What to work on:
Print every line of the stored items below exactly as it appears, leaving each record unchanged.
Provided records START
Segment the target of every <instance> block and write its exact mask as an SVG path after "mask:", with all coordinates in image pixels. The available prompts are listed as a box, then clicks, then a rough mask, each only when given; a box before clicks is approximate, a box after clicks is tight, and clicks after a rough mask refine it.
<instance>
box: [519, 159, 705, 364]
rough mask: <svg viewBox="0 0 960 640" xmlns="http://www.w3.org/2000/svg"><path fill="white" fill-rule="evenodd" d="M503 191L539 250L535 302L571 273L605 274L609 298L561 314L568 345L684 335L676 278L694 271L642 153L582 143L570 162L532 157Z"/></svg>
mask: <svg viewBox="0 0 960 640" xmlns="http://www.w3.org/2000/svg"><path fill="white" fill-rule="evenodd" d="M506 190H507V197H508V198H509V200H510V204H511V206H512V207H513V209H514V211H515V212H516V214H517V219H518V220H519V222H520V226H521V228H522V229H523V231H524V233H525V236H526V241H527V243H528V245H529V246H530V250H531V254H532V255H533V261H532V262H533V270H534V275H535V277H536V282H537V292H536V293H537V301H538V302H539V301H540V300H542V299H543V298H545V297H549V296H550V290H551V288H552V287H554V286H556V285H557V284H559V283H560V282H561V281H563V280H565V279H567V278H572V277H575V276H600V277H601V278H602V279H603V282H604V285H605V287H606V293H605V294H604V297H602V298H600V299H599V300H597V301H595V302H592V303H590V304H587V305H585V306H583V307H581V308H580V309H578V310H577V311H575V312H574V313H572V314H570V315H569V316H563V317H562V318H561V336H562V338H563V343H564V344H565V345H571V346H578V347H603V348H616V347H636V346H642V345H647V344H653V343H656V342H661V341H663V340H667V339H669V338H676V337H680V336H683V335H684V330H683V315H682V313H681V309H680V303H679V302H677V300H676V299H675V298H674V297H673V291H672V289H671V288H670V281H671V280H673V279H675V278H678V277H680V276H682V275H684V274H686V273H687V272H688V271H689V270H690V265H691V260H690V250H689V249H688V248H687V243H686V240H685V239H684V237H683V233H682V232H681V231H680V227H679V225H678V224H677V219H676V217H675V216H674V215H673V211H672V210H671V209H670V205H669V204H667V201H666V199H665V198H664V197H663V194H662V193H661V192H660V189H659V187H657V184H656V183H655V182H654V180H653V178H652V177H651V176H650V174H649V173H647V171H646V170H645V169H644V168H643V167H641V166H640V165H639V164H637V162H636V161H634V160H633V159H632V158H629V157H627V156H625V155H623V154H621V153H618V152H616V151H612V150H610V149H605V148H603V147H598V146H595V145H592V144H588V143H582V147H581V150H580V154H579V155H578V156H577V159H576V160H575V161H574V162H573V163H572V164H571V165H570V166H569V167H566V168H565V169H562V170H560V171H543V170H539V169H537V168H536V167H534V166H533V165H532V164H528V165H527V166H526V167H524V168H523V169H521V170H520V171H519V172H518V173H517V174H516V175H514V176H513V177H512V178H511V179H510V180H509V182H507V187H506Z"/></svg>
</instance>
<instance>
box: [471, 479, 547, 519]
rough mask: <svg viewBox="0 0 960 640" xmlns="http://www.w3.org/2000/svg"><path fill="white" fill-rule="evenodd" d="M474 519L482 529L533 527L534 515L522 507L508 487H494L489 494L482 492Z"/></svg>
Provided records END
Answer for the task:
Segment the target of every <instance> block and write its exact mask as an SVG path after "mask:", with all coordinates in image pixels. The available prompts are listed as a box, then clicks, then a rough mask, each only when given; a box before clicks is approximate, a box after clicks is tight, and clicks after a rough mask refine it.
<instance>
box: [519, 159, 705, 364]
rough mask: <svg viewBox="0 0 960 640" xmlns="http://www.w3.org/2000/svg"><path fill="white" fill-rule="evenodd" d="M503 191L539 250L535 302L571 273L605 274L609 298L561 314L568 345L684 335L676 278L694 271L642 153L582 143L570 162L532 157Z"/></svg>
mask: <svg viewBox="0 0 960 640" xmlns="http://www.w3.org/2000/svg"><path fill="white" fill-rule="evenodd" d="M506 190H507V197H508V198H509V200H510V204H511V206H512V207H513V209H514V211H515V212H516V214H517V219H518V220H519V222H520V226H521V228H522V229H523V231H524V233H525V236H526V241H527V243H528V245H529V246H530V250H531V254H532V255H533V261H532V262H533V270H534V275H535V277H536V282H537V292H536V293H537V301H538V302H539V301H540V300H542V299H543V298H545V297H549V296H550V290H551V288H552V287H554V286H556V285H557V284H559V283H560V282H561V281H563V280H565V279H567V278H572V277H575V276H600V277H601V278H602V279H603V282H604V285H605V287H606V293H605V294H604V297H602V298H600V299H599V300H597V301H595V302H592V303H590V304H587V305H585V306H583V307H581V308H580V309H578V310H577V311H575V312H574V313H572V314H570V315H569V316H563V317H562V318H561V336H562V338H563V343H564V344H565V345H571V346H578V347H603V348H616V347H636V346H642V345H647V344H653V343H656V342H661V341H663V340H667V339H669V338H676V337H680V336H683V335H684V330H683V315H682V313H681V309H680V303H679V302H677V300H676V299H675V298H674V297H673V291H672V289H671V288H670V281H671V280H673V279H675V278H678V277H680V276H682V275H684V274H686V273H687V272H688V271H689V270H690V265H691V260H690V250H689V249H688V248H687V243H686V240H685V239H684V237H683V233H682V232H681V231H680V227H679V225H678V224H677V219H676V217H675V216H674V215H673V211H672V210H671V209H670V205H669V204H667V201H666V199H665V198H664V197H663V194H662V193H661V192H660V189H659V187H657V184H656V183H655V182H654V180H653V178H652V177H651V176H650V174H649V173H647V171H646V170H645V169H644V168H643V167H641V166H640V165H639V164H637V162H636V161H634V160H633V159H632V158H629V157H627V156H625V155H623V154H621V153H618V152H616V151H612V150H610V149H605V148H603V147H598V146H595V145H592V144H588V143H582V147H581V150H580V154H579V155H578V156H577V159H576V160H575V161H574V162H573V163H572V164H571V165H570V166H569V167H566V168H565V169H562V170H560V171H543V170H539V169H537V168H536V167H534V166H533V165H532V164H528V165H527V166H526V167H524V168H523V169H521V170H520V171H519V172H518V173H517V174H516V175H514V176H513V177H512V178H511V179H510V180H509V182H507V187H506Z"/></svg>
</instance>
<instance>
box: [471, 479, 547, 519]
rough mask: <svg viewBox="0 0 960 640" xmlns="http://www.w3.org/2000/svg"><path fill="white" fill-rule="evenodd" d="M474 519L482 529L533 527L534 515L522 507L508 487H494L489 494L482 492Z"/></svg>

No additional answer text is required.